Object point labels -
============

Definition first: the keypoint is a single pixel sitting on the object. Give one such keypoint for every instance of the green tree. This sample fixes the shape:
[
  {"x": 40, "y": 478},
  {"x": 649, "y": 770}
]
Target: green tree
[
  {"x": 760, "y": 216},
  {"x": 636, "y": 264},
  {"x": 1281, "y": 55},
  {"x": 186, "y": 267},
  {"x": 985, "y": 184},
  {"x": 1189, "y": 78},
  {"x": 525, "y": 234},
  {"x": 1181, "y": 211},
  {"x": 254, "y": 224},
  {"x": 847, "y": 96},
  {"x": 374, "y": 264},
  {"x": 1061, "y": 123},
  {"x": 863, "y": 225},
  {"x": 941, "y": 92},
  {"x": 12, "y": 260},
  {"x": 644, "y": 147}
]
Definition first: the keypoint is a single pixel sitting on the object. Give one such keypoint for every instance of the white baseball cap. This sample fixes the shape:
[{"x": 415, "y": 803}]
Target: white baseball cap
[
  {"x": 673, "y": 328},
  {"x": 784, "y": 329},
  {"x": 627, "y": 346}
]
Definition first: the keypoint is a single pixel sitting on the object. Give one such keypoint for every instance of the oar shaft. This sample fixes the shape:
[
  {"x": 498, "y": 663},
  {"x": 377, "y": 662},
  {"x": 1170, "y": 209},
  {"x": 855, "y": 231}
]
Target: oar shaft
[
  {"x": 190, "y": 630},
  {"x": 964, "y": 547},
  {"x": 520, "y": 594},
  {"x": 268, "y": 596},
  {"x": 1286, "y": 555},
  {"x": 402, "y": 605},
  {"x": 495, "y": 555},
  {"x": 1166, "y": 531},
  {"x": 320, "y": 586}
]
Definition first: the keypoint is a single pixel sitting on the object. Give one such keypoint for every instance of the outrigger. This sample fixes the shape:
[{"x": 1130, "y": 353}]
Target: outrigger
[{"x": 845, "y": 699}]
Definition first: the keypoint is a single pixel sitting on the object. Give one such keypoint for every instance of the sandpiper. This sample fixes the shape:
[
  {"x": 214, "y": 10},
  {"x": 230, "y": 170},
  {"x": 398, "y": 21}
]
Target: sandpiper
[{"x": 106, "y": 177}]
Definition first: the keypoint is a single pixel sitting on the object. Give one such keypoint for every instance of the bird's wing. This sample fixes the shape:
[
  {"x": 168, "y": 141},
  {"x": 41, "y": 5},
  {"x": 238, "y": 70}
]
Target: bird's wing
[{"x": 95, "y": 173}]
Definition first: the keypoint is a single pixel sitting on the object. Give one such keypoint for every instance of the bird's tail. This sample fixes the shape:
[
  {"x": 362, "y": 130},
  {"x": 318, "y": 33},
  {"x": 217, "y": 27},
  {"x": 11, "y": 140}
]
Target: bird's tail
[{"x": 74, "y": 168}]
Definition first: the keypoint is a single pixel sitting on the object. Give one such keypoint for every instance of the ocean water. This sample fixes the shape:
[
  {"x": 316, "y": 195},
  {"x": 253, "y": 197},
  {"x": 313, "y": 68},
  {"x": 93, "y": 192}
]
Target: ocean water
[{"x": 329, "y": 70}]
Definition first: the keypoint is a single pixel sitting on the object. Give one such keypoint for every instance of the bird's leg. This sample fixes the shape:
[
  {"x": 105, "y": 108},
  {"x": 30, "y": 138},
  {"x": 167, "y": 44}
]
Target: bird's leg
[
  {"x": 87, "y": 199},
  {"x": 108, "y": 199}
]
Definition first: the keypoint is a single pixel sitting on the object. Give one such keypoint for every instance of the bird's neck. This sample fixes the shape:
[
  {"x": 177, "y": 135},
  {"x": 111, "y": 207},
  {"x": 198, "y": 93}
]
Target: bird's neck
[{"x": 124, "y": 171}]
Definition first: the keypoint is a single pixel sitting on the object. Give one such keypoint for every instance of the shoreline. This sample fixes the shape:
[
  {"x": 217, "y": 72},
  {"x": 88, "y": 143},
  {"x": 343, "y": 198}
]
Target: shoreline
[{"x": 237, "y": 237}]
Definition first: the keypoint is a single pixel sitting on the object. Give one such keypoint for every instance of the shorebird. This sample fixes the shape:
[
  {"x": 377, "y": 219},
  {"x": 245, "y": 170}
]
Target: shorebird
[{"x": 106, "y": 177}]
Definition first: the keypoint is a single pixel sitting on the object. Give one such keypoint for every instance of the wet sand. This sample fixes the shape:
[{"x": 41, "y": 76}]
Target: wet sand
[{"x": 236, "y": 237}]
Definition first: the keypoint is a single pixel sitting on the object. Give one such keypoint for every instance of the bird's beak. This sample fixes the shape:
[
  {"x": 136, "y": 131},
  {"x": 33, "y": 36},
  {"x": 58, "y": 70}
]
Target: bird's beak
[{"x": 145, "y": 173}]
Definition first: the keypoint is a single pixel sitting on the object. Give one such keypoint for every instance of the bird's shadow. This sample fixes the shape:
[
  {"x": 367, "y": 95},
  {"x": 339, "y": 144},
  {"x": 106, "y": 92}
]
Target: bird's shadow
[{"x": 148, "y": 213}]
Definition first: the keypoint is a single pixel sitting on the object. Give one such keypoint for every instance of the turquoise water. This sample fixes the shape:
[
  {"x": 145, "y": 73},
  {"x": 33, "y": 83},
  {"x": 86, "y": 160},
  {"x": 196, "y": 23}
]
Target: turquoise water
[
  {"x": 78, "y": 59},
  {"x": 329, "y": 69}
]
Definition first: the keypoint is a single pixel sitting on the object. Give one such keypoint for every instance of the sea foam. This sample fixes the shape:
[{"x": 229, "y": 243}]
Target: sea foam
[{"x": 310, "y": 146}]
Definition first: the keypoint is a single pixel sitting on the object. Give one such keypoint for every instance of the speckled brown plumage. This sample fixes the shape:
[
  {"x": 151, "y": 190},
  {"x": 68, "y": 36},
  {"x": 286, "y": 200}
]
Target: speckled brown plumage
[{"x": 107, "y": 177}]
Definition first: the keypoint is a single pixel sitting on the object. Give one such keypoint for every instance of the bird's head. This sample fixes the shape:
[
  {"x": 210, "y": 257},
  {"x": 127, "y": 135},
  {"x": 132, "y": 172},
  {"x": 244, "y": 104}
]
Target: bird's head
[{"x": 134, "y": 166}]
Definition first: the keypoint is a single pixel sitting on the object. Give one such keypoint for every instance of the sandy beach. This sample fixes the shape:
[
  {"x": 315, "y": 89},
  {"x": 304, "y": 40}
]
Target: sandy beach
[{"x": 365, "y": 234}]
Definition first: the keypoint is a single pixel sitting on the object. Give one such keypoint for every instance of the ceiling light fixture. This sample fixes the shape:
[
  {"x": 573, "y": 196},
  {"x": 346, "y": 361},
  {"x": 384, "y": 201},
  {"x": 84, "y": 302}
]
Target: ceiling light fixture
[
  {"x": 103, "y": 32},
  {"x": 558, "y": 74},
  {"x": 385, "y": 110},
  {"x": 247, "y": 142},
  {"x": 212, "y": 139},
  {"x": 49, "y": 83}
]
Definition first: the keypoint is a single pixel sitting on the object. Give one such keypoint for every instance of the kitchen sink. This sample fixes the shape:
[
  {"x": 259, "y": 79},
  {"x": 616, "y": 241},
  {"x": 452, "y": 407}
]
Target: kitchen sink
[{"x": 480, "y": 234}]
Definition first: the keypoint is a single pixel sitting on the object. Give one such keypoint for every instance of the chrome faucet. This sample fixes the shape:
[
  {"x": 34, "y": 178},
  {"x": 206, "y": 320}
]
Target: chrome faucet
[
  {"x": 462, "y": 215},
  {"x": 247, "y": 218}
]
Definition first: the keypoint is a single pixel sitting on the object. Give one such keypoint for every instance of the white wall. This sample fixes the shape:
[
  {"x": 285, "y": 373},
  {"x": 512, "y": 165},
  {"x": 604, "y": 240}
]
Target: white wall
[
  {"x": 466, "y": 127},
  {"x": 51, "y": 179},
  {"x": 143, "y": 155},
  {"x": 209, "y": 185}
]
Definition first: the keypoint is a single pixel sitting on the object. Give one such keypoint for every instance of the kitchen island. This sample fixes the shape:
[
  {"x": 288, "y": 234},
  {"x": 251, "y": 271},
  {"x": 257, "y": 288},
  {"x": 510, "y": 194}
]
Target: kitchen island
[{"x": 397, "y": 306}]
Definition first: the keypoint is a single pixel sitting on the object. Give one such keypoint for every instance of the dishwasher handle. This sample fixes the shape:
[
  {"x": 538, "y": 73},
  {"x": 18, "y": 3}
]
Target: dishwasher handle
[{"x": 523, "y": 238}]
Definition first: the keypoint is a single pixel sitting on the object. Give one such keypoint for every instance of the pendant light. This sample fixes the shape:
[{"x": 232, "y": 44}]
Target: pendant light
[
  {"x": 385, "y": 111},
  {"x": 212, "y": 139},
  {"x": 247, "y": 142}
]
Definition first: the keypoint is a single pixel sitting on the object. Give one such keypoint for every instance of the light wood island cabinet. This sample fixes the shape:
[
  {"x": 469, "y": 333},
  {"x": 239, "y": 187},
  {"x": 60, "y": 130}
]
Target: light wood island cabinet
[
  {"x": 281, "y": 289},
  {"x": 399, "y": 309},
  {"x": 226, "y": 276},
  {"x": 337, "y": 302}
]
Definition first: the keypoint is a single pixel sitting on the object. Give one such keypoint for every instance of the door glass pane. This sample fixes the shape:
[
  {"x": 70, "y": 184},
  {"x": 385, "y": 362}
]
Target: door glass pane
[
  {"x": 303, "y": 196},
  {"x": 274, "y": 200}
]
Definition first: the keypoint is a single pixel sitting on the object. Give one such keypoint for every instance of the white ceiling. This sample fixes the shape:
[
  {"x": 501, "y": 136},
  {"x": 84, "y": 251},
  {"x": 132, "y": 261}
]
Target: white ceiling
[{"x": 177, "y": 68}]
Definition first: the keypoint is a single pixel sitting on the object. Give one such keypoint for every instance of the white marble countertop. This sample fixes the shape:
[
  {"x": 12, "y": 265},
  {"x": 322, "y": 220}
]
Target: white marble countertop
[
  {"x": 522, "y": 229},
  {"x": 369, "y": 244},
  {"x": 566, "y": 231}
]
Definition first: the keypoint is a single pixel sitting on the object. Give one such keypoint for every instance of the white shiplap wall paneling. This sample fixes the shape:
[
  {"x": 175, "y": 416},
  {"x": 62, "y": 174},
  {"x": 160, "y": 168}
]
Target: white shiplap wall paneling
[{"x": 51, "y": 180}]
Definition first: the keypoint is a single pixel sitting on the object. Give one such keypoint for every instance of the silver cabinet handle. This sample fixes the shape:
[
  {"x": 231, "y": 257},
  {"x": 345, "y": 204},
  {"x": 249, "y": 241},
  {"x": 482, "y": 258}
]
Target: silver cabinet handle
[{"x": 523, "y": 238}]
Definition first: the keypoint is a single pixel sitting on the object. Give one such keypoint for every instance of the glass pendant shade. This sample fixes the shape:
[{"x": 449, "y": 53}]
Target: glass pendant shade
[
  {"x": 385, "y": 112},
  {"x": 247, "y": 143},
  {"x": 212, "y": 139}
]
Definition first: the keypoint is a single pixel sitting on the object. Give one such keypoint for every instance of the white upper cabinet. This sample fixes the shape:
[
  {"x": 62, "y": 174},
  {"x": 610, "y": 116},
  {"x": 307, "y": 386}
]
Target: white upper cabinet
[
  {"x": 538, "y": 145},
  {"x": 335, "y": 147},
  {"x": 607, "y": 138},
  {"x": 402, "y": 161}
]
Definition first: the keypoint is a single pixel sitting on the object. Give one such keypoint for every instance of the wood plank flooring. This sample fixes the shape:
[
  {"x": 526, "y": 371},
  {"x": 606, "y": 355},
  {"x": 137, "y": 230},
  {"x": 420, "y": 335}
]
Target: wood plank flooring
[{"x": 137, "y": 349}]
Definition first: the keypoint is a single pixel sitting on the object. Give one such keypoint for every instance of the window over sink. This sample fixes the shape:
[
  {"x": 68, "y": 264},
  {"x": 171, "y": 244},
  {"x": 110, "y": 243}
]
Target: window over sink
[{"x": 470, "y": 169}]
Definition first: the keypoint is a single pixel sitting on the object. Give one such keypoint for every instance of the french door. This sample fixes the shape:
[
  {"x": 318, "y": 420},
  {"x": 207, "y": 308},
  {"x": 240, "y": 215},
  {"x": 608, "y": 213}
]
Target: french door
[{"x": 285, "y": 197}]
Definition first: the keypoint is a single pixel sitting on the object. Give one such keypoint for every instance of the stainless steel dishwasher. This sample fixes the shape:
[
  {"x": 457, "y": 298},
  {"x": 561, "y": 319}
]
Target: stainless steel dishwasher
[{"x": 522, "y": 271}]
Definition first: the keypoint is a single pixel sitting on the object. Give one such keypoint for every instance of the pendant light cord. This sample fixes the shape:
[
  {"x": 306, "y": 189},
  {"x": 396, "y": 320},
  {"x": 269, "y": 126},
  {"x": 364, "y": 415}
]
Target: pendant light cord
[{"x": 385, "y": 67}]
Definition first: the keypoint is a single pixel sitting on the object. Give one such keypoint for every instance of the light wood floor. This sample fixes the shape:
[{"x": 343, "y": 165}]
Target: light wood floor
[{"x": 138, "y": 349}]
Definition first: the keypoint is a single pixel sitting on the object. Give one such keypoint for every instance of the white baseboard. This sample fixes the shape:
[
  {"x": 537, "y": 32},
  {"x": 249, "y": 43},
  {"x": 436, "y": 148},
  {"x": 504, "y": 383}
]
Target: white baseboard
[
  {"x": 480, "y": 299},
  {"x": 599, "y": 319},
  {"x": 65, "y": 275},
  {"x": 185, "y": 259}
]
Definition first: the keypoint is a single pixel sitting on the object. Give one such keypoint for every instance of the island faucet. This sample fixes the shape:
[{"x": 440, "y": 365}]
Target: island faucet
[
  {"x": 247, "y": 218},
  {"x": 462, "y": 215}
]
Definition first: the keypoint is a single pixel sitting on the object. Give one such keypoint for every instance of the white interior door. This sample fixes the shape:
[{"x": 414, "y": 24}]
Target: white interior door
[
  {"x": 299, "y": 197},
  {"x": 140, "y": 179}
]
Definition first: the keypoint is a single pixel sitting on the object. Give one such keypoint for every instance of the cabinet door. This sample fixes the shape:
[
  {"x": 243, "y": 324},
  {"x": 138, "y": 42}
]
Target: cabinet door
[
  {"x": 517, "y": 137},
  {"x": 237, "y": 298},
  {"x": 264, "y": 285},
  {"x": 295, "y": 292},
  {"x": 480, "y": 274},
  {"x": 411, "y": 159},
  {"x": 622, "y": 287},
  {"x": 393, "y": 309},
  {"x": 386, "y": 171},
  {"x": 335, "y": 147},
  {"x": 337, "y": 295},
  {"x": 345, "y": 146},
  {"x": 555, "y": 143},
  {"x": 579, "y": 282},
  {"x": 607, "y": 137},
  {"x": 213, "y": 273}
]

============

TASK INSTRUCTIONS - Starting with the line that contains "of the island", print each line through the last one in the listing. Include both end lines and add nothing.

TASK OUTPUT -
Definition first: the keypoint is a single pixel sitting on the object. Give one such keypoint for every instance of the island faucet. This sample fixes the shape:
[{"x": 440, "y": 365}]
Target: island faucet
[
  {"x": 247, "y": 218},
  {"x": 462, "y": 215}
]
Definition first: the keypoint is a single pixel sitting on the object. Give one such keypoint for every instance of the white interior door. This sample fixes the shape:
[{"x": 414, "y": 24}]
Target: white interior door
[
  {"x": 299, "y": 197},
  {"x": 140, "y": 179}
]
Definition first: the keypoint is a single pixel sitting on the object. Give one such keypoint for every instance of the cabinet door. This sample fixes the shape:
[
  {"x": 243, "y": 324},
  {"x": 138, "y": 42}
]
Target: cabinet door
[
  {"x": 517, "y": 137},
  {"x": 237, "y": 298},
  {"x": 264, "y": 285},
  {"x": 295, "y": 292},
  {"x": 480, "y": 274},
  {"x": 411, "y": 159},
  {"x": 622, "y": 287},
  {"x": 393, "y": 309},
  {"x": 386, "y": 171},
  {"x": 335, "y": 147},
  {"x": 337, "y": 295},
  {"x": 345, "y": 146},
  {"x": 555, "y": 143},
  {"x": 579, "y": 282},
  {"x": 607, "y": 137},
  {"x": 213, "y": 273}
]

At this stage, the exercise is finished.